Textauszug:
%%

Im Laufe der nächsten Tage werde ich auf jeden einzelnen Kommy eingehen und in meinen Antworten sicherlich noch einiges zum Inhalt sagen. Mag sein, dass es etwas dauert, weil ich mich im Sinne des offshoreschen Prioritätensetzens in den nächsten Tagen weniger im Virtual Life, sondern mehr auf dem einen oder anderen realen Berg herumtreiben werde. Und es mag auch sein, dass meine Antworten gegen Ende dann immer kürzer werden, weil sich ja doch einiges wiederholt. Damit sich keiner übergangen fühlt, lest ihr am besten alle meine Stellungnahmen.

Noch einmal ein ganz großes Danke an alle, Ihr habt mir mit eurem Lob eine wirklich riesige Freude gemacht, und meine beiden Buben sind verdammt stolz auf ihren alten Pöt.

PS
Und meinem Hang zu groteskem, vollkommen sinnentleerten Quatsch werde ich in Hinkunft im joe offshore Blog nachgehen.

So, und jetzt will ich gleich mal anfangen:

@ Quinn

Quinn schrieb:
Ich finde den Text unheimlich souverän.
Das nur eineinhalb Stunden nach dem Posten als allerersten Kommentarsatz unter dem Text zu lesen, war, .. ja, echt urleiwånd.

Der ist sofort da, weiß genau, wie er klingen will.
Und da musste ich gleich mal grinsen, weil ich doch selbst oftmals nicht so recht weiß, wie ich will, dass meine Texte und deren Sprache klingen sollen. Einmal so, einmal so …

Das ist ein interessanter Effekt, weil bei vielen starken Texten im Forum genau das nicht da ist, sondern die sind im Ton un-balanciert und das macht viel vom Charme aus.
Trotz mehrmaligem Lesen wurde ich nicht ganz schlau aus diesem Satz. Meintest du, Quinn, dass die Unbalalanciertheit der anderen Texte charmant ist, oder die Balance in meinem? (Läse ich so einen Satz in einer Geschichte, schriebe ich im Kommentar dazu vermutlich: missverständlicher, weil uneindeutiger Bezug …)
Egal, ich hab den Satz einfach mal zu meinen Gunsten interpretiert.

… weil das eine ganz andere Richtung ist, sich Sprache und einem Stoff zu nähern.
Tja, ich nenn‘s mal ganz nonchalant die offshoresche Richtung.

Nee – also das wird mir hier zu sehr Karikatur.
Also das war mir schon klar, dass ich den Henniger gewaltig (zu sehr?) über die Stränge schlagen lasse. Aber vielleicht empfindet ihn Much ja genau so - so voller Plattitüden, so leer, so Klischee. Und dann darf er auch so karikierend gezeichnet werden, dachte ich mir.

… andere würden den Text wahrscheinlich ohne zu googeln zu Ende lesen – es ist aber auch ein seltsames Leseerlebnis, einen Satz zu lesen, innezuhalten, zweimal zu googeln, wiki zu überfliegen, und dann weiter zu lesen. So Referenzen – ja, die sind bei Internet-Texten halt schwierig. Gut, vielleicht bin ich der einzige, der so liest. Ich hab bei einer derartigen Häufung von Referenzen manchmal den Eindruck, entweder für Autor oder Leser ginge es jetzt um eine Art Fleißsternchen.

%%

Einträge:
%%

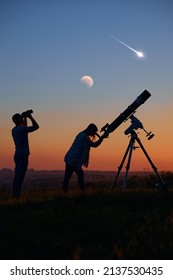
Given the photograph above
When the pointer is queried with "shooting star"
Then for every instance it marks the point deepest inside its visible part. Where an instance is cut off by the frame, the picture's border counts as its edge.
(139, 54)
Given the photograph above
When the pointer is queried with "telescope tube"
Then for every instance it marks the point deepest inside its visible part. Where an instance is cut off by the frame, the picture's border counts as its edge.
(130, 109)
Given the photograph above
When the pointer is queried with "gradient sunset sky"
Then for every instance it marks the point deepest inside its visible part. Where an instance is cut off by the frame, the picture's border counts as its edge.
(48, 45)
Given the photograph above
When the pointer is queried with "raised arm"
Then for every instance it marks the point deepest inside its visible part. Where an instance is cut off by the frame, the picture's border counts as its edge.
(34, 126)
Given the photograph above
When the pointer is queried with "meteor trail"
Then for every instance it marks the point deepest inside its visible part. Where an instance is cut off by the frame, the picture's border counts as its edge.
(140, 54)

%%

Aufgaben:
1 - Kopiere aus dem Textauszug wortgetreu die Stelle, die bei "Der ist sofort" beginnt und bei "uneindeutiger Bezug …)" endet.
2 - Beantworte diese Fragen zum Textauszug:
(a) Wer ist auf den „alten Pöt“ stolz?
(b) Wo will die schreibende Person künftig ihrem Hang zu sinnentleertem Quatsch nachgehen?
(c) Wie lange nach dem Posten stand Quinns Satz als erster Kommentar unter dem Text?

Lösungen:
1 -
Der ist sofort da, weiß genau, wie er klingen will.
Und da musste ich gleich mal grinsen, weil ich doch selbst oftmals nicht so recht weiß, wie ich will, dass meine Texte und deren Sprache klingen sollen. Einmal so, einmal so …

Das ist ein interessanter Effekt, weil bei vielen starken Texten im Forum genau das nicht da ist, sondern die sind im Ton un-balanciert und das macht viel vom Charme aus.
Trotz mehrmaligem Lesen wurde ich nicht ganz schlau aus diesem Satz. Meintest du, Quinn, dass die Unbalalanciertheit der anderen Texte charmant ist, oder die Balance in meinem? (Läse ich so einen Satz in einer Geschichte, schriebe ich im Kommentar dazu vermutlich: missverständlicher, weil uneindeutiger Bezug …)

2 -
(a) Die beiden Buben der schreibenden Person.
(b) Im joe offshore Blog.
(c) Nur eineinhalb Stunden.